* WHAT YOU SHOULD DO *
Copy the entries from the line with "Mark each instance of the concrete" through the end of the entries, substituting "tile floor" for "concrete floor" and changing nothing else. Omit the pictures and give only those lines.

Coordinate annotation entries:
## BEGIN

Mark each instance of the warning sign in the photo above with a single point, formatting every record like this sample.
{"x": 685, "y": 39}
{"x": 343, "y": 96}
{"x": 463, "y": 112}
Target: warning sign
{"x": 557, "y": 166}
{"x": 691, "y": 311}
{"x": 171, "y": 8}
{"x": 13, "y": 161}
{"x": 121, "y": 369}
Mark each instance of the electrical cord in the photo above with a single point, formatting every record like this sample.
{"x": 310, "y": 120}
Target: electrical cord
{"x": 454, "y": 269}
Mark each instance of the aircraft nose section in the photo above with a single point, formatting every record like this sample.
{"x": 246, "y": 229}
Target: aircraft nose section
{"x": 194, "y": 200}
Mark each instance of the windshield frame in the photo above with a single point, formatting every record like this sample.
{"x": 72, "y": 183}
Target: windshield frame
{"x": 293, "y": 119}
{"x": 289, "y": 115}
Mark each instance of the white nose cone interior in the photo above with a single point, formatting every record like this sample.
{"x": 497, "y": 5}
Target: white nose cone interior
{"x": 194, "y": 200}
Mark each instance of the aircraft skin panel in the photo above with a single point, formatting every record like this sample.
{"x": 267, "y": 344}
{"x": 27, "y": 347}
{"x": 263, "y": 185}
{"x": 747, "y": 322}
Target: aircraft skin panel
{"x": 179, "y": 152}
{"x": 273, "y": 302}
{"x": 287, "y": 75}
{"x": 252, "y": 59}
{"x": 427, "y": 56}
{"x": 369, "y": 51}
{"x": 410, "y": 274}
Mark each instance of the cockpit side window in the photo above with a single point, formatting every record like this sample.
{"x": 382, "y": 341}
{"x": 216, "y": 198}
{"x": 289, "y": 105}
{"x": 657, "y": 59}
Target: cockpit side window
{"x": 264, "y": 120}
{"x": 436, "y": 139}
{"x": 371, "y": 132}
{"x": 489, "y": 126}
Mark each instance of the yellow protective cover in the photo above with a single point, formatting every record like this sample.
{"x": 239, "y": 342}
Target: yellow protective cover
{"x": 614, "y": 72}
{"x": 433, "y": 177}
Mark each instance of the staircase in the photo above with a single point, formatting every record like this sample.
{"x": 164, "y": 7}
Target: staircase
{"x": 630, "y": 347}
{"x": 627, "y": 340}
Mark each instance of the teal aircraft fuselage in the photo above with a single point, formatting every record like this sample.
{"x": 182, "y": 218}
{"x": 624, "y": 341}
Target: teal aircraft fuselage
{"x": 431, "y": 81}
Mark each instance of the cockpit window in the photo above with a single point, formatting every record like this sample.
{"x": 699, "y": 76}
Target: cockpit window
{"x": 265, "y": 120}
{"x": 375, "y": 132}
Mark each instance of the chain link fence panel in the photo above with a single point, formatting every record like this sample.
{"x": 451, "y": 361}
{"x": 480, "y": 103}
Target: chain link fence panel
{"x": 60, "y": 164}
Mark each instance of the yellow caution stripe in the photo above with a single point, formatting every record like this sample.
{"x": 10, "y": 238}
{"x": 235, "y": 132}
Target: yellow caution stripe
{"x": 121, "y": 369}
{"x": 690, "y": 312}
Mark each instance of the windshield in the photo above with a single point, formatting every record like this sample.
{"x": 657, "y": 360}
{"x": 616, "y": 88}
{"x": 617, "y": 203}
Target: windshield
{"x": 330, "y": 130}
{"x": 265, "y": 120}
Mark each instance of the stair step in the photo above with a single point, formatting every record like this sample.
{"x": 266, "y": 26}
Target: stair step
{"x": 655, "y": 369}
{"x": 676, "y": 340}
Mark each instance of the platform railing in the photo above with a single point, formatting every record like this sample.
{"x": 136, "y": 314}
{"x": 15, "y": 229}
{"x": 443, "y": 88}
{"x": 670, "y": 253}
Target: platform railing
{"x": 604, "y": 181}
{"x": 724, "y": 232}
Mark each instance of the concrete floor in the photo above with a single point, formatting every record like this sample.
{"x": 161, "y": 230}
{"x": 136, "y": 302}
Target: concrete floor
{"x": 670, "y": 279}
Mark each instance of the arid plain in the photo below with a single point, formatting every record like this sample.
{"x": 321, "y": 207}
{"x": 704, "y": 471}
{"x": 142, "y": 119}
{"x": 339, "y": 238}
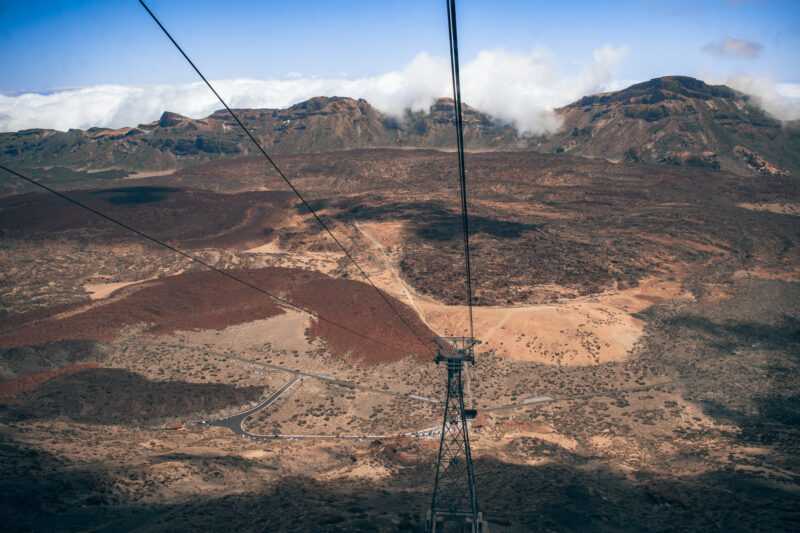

## END

* RESPONSE TO THIS EXERCISE *
Mark each instance of the tile floor in the photo above with a single point, formatting every record like this sample.
{"x": 161, "y": 230}
{"x": 136, "y": 302}
Target: tile floor
{"x": 670, "y": 279}
Mark each instance of the arid plain in the photo below with a single point, formatting every record like this sample.
{"x": 321, "y": 207}
{"x": 704, "y": 471}
{"x": 142, "y": 119}
{"x": 339, "y": 238}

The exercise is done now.